_Dataset records:_
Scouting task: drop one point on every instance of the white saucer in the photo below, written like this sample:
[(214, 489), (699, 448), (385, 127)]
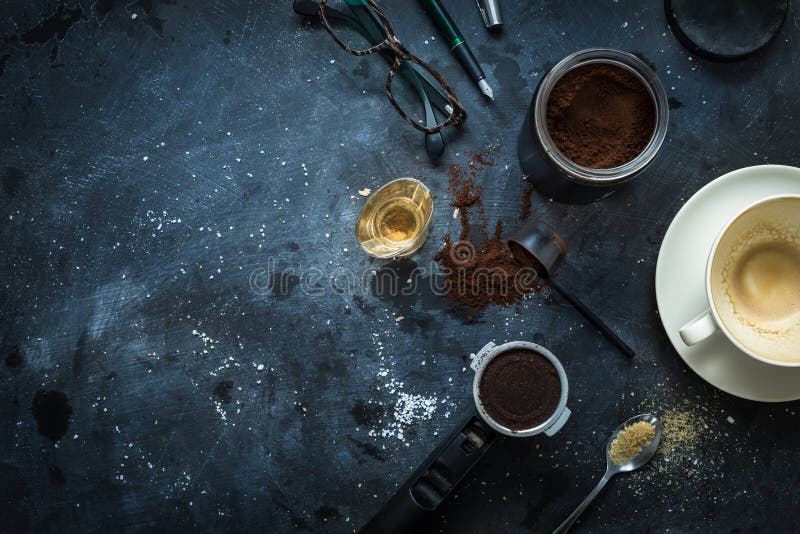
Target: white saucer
[(680, 283)]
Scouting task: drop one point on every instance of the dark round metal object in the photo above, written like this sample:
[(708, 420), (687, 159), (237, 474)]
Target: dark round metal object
[(538, 245), (725, 30)]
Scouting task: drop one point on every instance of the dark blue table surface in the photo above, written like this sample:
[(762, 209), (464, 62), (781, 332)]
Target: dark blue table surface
[(160, 159)]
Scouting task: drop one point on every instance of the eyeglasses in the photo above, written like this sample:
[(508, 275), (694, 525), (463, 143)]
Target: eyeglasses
[(415, 89)]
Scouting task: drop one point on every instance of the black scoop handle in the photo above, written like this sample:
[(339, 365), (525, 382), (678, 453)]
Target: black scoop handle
[(435, 479)]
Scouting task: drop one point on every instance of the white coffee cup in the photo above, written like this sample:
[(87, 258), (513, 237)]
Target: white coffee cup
[(753, 283)]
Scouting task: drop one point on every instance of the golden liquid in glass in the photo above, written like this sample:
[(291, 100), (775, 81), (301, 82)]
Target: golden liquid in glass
[(395, 220)]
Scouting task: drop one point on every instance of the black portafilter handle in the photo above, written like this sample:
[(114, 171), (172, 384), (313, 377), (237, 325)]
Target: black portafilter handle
[(435, 479)]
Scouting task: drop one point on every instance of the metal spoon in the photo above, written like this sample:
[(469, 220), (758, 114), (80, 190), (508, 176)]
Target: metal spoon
[(612, 469)]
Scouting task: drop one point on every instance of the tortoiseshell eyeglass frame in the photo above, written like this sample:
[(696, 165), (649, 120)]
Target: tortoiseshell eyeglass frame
[(401, 54)]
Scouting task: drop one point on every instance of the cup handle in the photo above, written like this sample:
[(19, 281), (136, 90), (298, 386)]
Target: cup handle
[(562, 419), (699, 328)]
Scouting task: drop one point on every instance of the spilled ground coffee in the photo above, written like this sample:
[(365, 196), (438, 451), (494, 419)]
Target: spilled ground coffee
[(520, 389), (478, 268), (600, 115)]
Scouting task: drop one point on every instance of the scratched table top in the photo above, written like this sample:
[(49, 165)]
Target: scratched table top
[(190, 338)]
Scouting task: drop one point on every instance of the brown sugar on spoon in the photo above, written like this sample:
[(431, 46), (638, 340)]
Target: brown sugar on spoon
[(600, 115)]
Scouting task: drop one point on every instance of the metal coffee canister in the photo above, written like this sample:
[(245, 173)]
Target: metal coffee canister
[(549, 170)]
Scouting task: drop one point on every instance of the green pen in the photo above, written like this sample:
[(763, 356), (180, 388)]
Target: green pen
[(458, 46)]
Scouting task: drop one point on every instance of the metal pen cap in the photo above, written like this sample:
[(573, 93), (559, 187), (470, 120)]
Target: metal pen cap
[(490, 11)]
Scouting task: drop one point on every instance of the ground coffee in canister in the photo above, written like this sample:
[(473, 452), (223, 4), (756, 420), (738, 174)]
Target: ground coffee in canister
[(600, 115), (520, 389)]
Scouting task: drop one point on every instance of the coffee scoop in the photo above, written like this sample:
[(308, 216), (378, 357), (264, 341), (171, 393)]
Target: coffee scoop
[(539, 246)]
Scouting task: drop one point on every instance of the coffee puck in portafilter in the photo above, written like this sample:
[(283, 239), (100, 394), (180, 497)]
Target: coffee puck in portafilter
[(519, 389)]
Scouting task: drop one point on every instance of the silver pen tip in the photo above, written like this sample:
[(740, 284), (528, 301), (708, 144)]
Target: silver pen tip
[(485, 89)]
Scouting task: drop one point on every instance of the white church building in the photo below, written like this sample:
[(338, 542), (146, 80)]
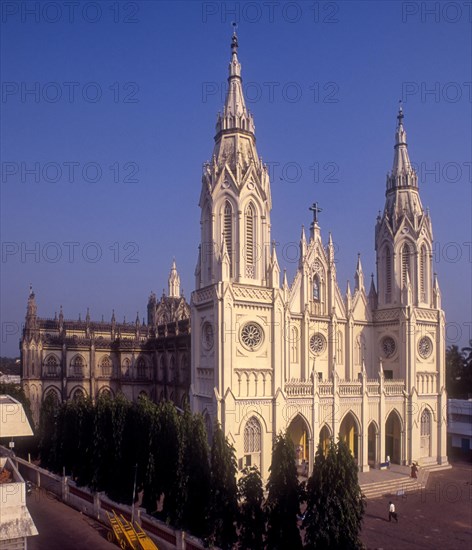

_Short problem:_ Please write out every one of the entries above again word for word, leaving out the pictures.

_Solved exercise:_
Scouting task: drop one point on every instance of the white saucer in the photo below, written like this sample:
[(214, 489), (699, 448), (385, 127)]
Target: white saucer
[(680, 283)]
Scouting task: drop one point on every instance of the dark round metal object in the photo above, written like this sample:
[(708, 420), (687, 159), (237, 474)]
Target: dark round metal object
[(538, 245), (725, 30)]
Scouting task: drop one point on every instance of the dark blue table surface in the photo above, written like this sample:
[(762, 209), (464, 62), (781, 332)]
Target: dark blue table surface
[(160, 159)]
Scouting task: drop one point on every instance of the eyeglasses in the photo above, written like this sample:
[(508, 275), (694, 525), (463, 143)]
Target: eyeglasses
[(415, 89)]
Scouting task: drop one point on every instance of the black scoop handle in the photo above, written like this sample:
[(339, 365), (525, 382), (678, 453)]
Target: black scoop handle
[(435, 479)]
Scouting task: drop one point on every instance of the white coffee cup in the photo above, written like this sample:
[(87, 258), (513, 237)]
Target: white coffee cup
[(753, 283)]
Scouting task: drop one point on every instance of the golden liquid in glass in the photo above, written like this sample:
[(291, 100), (775, 81), (301, 82)]
Target: golden liquid in glass
[(395, 220)]
Scouting task: drop one point on every instance of the black portafilter handle in the photo above, written like this sample:
[(114, 171), (172, 384), (313, 377), (237, 325)]
Target: black portafilter handle
[(435, 479)]
Scouting task: drop one point on every instance of the metal spoon in the photo above, written like this sample:
[(469, 220), (758, 114), (80, 190), (508, 176)]
Target: metal spoon
[(612, 469)]
Scouting task: drop one point on every instance of the tortoiseshell eyeglass frame in the photo above, written like this sample:
[(696, 165), (649, 120)]
Target: tortoiseshell eyeglass frame
[(401, 54)]
Scouting task: drop one point on every instance of the cup handle in the photo above, written like this sample:
[(19, 281), (136, 90), (298, 386)]
Target: cup handle
[(562, 419), (699, 328)]
Scouting task: drop one point on every instance of the spilled ground coffee in the photo above, written like this sample:
[(365, 196), (438, 451), (494, 419)]
Target: spilled ground coffee
[(520, 389), (478, 268), (600, 115)]
Scouting task: drop one point on every instance of the scratched table top in the photo above, written like this sample:
[(49, 165)]
Target: scratched table top
[(190, 338)]
Scouting task: drop one point on every instance of the brown sugar on spoon in the photo above, written like this sample:
[(431, 46), (638, 340)]
Target: brown sugar on spoon
[(600, 115)]
Scouting task: drop one point on every instance of the metal coffee canister in the photo above, written like this sample:
[(245, 173)]
Target: metal coffee canister
[(549, 170)]
Scouting task: drop one point on every instance of the green pen in the photo above, written like this sample:
[(763, 356), (180, 388)]
Target: green pen
[(458, 46)]
Scouting task: drop one point on every instance of the metal pen cap in the photo above, written like this sample:
[(573, 93), (559, 187), (470, 120)]
Target: metal pen cap
[(490, 11)]
Scouting task: drop one point on every instance of the ground coffee in canister in the photo above, written like this sample:
[(473, 452), (223, 4), (756, 420), (738, 174)]
Target: ground coffee in canister
[(600, 115), (520, 389)]
Scouting task: drop one point on every instance of the coffee scoop in the photo above, written like this sample:
[(308, 216), (378, 357), (264, 341), (171, 393)]
Target: coffee scoop
[(539, 246)]
Scouting task: drop one point on every instance of the coffee puck in portafilter in the photo above, written like this sample:
[(283, 239), (100, 394), (180, 497)]
Target: coffee puck in portafilter
[(519, 389)]
Scouting task: drop one point on every instance of the silver pen tip in the photo above, written like this sample:
[(740, 284), (528, 301), (708, 144)]
Target: silver pen tip
[(485, 89)]
Scouting task: drop one point on every instance of the white church building in the photo below, written like this sample:
[(338, 542), (146, 80)]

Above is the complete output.